FAISALABAD: The employees of the Education Boards of Faisalabad and Lahore on Thursday decided to move court against the administration on the latter’s refusal to grant them a 50 per cent pay raise.
Khalid Javed Niazi, the All Punjab Education Boards Employees Federation chairman, told The Express Tribune that they would move court in the next three to four days.
The administration of these boards says that the employees should only be entitled to a 35 per cent raise in basic salary as they had recently recieved a 15 per cent raise in medical allowance.
Niazi rejected their stance. “Basic salary and fringe benefits are two different things,” he said, “They cannot deny us of a 50 per cent increment on grounds that we were granted a medical allowance.”
He said a similar situation had come up in 2001 as well when the Lahore High Court gave a favourable ruling distinguishing between fringe benefits and basic salary.
Meanwhile, Prof Akram Kashmiri, the Lahore Board of Intermediate and Secondary Education chairman, insisted that these employees can only get a 35 per cent raise in basic salary. Talking to media on Thursday, he said that they were recently given a medical allowance so “they should no longer bother the board with such demands.”

• • • •

» **TASK DESCRIPTION**
Pick up the news report on the pay raise dispute of the Faisalabad and Lahore Education Board employees and carry it on past its final sentence. The data that comes next is separate material and has no connection to the report above.

Annotated photo localization data
• • • •

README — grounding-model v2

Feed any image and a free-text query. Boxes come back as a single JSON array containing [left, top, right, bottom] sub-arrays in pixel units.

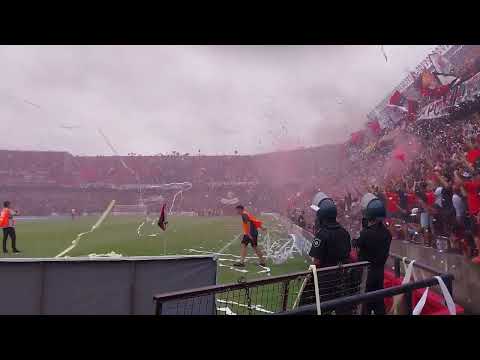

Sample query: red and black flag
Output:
[[157, 204, 168, 231]]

• • • •

» **FINAL ANSWER**
Niazi maintained that the boards were not authorised to bypass the cabinet’s decision. “The parliament has decided that all government employees will get 50 per cent raise. The education boards cannot overrule its decision.”
An official of the Faisalabad Board said that most of the protestors believed that the boards were using the issue as an opportunity to punish the employees for putting up staunch opposition to the cancelation of registration fees in February. He said that most of the office bearers of the union belonged to Faisalabad and Lahore.
The board employees of Faisalabad and Lahore have been staging regular protests for one week. The employees of the other six education boards in the province have been granted a 50 per cent increment in basic salaries in accordance with the government directives.
Published in The Express Tribune, August 6th, 2010.